What needs to be done » Render the records as a numbered list, leaving out blank lines, starting at the first line of the records and stopping after the line that contains "negative clicks: (195, 624)".

┌─ Dataset records

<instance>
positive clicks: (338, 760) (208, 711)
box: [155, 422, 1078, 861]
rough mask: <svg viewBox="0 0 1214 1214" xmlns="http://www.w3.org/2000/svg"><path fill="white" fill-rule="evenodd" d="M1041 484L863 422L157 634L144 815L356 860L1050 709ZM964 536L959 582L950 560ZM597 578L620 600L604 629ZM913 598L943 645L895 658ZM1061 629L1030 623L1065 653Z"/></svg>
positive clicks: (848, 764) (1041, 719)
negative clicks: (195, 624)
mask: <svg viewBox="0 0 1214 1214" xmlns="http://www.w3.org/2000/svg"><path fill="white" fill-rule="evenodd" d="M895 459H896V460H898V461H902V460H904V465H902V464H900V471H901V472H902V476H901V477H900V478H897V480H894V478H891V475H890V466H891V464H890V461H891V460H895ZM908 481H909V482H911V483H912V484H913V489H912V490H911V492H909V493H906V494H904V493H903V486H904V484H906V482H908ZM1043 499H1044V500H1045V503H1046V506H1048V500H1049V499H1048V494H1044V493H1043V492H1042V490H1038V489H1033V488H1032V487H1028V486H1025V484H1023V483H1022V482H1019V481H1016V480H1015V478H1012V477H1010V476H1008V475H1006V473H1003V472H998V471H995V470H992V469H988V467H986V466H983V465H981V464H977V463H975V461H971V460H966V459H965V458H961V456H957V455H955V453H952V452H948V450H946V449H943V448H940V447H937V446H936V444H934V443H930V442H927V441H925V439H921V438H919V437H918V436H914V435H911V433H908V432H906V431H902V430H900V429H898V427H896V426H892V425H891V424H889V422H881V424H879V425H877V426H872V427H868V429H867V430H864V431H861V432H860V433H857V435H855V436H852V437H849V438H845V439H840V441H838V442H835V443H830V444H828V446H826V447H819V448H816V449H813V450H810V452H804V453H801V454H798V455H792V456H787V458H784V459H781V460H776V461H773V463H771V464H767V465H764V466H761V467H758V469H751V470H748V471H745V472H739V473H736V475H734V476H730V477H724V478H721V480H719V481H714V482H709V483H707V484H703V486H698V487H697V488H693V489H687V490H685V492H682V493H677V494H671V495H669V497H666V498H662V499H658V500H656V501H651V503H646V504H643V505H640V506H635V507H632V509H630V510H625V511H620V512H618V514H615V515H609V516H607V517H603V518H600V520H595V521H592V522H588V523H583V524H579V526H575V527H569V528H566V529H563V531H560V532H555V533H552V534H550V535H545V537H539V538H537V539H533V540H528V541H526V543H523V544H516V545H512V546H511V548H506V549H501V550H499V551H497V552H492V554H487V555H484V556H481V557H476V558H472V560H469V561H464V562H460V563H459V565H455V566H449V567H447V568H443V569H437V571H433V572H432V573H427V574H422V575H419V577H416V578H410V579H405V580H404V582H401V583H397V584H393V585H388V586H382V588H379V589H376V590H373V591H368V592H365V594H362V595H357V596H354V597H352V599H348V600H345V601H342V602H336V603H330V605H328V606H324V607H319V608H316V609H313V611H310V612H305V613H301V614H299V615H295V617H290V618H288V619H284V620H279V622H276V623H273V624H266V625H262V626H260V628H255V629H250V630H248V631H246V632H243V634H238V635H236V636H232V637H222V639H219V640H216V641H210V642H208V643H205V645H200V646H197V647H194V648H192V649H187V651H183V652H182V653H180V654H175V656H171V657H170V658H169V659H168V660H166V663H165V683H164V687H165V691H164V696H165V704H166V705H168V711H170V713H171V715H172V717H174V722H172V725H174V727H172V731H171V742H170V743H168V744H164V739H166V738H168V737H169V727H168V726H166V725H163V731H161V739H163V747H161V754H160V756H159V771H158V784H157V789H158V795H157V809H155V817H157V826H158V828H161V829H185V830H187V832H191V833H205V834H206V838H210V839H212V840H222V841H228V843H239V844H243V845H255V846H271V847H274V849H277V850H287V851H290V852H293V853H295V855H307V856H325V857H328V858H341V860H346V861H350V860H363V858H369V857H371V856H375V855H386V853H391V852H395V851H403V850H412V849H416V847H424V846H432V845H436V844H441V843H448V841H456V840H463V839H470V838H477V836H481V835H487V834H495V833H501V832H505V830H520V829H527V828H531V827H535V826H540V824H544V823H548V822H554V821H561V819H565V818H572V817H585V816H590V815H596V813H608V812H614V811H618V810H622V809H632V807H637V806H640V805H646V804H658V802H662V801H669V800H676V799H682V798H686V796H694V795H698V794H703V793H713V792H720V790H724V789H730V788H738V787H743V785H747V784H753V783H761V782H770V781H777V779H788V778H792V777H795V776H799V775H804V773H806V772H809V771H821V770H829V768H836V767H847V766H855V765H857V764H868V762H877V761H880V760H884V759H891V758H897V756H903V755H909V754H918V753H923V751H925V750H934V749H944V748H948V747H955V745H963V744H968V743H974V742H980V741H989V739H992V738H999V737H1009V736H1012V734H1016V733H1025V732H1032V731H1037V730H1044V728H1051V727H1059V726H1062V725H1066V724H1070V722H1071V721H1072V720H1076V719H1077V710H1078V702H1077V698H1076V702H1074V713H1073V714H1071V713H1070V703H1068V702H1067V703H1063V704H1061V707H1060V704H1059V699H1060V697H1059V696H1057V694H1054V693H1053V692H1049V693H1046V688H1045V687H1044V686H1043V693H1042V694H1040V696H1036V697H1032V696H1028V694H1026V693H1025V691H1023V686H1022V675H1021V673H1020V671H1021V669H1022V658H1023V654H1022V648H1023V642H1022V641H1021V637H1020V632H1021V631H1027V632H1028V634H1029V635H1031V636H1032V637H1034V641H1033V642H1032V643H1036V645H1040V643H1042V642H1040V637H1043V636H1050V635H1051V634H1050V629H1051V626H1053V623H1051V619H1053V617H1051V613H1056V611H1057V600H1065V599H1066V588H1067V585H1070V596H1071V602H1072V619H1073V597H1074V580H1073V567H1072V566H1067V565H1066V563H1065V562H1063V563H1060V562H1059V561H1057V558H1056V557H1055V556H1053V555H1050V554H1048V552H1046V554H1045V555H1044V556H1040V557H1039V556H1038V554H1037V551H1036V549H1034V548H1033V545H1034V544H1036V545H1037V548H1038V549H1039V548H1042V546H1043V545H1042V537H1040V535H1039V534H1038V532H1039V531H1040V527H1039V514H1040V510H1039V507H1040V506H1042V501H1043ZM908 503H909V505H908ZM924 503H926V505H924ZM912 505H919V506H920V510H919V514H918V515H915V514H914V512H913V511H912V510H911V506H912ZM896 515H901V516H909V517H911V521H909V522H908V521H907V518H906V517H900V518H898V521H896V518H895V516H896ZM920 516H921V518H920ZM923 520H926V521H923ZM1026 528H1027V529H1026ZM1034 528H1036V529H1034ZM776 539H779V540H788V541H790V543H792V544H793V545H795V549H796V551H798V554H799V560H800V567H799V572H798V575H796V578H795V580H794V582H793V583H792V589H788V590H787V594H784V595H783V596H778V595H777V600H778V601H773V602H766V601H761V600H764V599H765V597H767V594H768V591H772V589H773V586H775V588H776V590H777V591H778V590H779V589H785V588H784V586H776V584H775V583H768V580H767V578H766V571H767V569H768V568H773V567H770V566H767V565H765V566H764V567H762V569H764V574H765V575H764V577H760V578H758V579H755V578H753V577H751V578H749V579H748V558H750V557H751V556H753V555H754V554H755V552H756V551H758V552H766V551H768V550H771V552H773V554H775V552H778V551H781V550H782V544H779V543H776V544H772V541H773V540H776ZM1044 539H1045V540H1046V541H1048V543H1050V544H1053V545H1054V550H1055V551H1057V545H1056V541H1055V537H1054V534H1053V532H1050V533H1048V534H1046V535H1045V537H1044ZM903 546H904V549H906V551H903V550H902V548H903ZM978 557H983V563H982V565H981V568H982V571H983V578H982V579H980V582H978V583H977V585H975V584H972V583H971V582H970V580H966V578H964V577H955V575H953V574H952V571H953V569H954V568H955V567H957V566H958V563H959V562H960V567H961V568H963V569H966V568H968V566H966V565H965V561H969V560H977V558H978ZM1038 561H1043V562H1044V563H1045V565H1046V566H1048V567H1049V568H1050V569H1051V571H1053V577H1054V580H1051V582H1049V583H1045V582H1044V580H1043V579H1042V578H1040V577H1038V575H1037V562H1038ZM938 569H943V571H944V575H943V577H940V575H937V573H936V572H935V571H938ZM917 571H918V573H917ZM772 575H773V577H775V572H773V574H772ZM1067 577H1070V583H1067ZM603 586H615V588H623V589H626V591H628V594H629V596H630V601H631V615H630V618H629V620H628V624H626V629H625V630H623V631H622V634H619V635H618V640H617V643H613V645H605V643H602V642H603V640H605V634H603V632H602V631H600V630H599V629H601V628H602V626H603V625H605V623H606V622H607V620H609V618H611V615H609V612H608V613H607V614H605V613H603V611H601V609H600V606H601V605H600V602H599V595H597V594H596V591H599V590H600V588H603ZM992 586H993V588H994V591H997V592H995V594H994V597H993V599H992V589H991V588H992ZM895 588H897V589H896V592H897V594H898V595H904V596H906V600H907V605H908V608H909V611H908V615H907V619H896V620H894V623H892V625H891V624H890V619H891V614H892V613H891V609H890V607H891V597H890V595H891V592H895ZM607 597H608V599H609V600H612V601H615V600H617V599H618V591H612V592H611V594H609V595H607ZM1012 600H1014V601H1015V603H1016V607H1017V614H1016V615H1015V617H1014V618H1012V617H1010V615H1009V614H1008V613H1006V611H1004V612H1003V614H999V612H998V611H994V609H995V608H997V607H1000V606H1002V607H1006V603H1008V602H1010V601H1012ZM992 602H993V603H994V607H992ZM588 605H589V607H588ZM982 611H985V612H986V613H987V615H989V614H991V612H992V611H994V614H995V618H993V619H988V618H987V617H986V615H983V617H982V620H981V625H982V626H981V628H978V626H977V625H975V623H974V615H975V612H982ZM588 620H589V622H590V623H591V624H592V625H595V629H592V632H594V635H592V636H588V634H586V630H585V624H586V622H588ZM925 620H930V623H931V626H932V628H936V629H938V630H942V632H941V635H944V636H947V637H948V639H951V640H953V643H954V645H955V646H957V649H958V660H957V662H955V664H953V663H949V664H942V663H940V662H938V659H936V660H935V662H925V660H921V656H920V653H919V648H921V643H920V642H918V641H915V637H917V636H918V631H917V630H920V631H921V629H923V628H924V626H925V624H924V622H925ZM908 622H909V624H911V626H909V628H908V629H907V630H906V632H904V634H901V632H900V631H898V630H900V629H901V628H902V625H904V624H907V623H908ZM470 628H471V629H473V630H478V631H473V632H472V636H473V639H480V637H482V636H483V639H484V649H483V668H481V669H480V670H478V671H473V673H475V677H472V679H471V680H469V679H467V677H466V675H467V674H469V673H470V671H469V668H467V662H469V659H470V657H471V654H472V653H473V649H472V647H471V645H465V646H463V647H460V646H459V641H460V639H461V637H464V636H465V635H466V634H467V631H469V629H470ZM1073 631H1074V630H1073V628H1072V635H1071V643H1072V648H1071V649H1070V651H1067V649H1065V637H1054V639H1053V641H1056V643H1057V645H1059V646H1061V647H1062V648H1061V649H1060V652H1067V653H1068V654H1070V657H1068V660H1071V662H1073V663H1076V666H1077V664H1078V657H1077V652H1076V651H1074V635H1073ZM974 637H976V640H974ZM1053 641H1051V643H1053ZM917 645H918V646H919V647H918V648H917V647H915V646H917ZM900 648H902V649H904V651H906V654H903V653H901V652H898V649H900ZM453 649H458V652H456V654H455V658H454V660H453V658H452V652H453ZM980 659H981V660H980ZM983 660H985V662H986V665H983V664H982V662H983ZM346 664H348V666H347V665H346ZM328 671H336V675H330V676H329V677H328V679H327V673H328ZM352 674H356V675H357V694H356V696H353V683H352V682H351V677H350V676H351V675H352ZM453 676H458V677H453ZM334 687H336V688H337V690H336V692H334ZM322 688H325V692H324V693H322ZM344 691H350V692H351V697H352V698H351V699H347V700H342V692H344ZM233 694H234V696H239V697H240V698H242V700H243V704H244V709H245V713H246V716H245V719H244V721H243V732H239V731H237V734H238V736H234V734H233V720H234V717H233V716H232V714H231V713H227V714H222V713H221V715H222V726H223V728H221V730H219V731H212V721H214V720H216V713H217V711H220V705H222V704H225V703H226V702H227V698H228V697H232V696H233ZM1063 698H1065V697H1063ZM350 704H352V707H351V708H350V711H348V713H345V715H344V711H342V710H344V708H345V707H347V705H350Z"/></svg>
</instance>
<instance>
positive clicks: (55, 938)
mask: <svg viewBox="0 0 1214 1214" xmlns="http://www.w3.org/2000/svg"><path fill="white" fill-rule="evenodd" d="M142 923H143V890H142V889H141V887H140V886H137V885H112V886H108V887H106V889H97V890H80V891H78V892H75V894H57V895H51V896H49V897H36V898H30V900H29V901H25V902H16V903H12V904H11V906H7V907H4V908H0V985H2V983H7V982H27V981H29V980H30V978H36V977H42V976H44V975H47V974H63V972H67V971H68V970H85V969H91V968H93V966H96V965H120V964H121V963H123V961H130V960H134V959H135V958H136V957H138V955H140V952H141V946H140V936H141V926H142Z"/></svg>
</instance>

└─

Reply to the task »
1. <instance>
2. positive clicks: (338, 760) (208, 711)
3. box: [155, 422, 1078, 861]
4. rough mask: <svg viewBox="0 0 1214 1214" xmlns="http://www.w3.org/2000/svg"><path fill="white" fill-rule="evenodd" d="M1041 484L863 422L157 634L144 815L356 860L1050 709ZM964 536L959 582L950 560ZM597 578L620 600L604 629ZM913 598L943 645L895 658ZM1061 629L1030 623L1065 653Z"/></svg>
5. positive clicks: (848, 764) (1041, 719)
6. negative clicks: (195, 624)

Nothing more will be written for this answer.